### Task objective
Replace each "Place a point on" in the rows below with "Mark", and write the rows out again with everything else unchanged. Leave the pictures out of your answer.

### Records shown

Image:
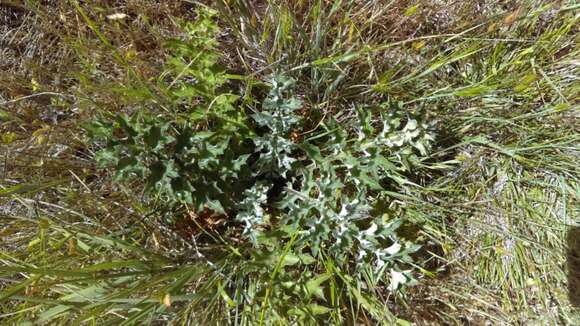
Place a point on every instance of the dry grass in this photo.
(497, 220)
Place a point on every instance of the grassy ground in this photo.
(492, 208)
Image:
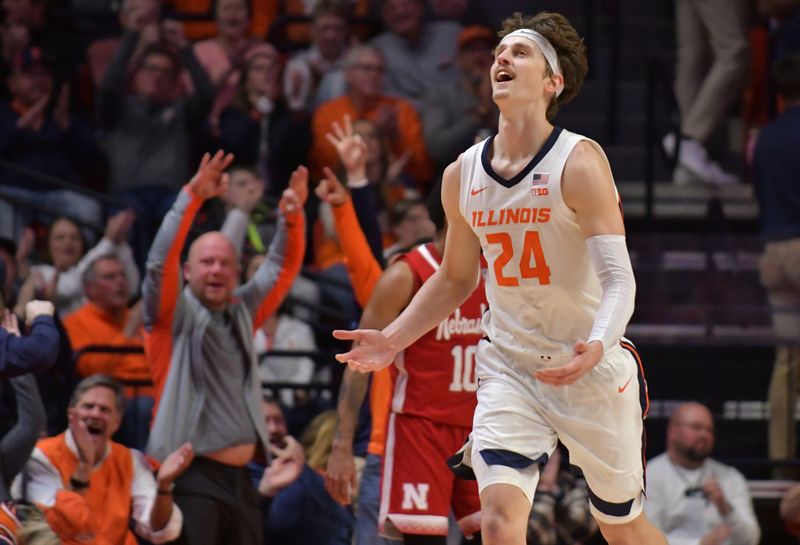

### Correct result
Image:
Mark every instance of the dry grass in this photo.
(497, 220)
Mark every instance of the grassy ground in this photo.
(492, 208)
Image:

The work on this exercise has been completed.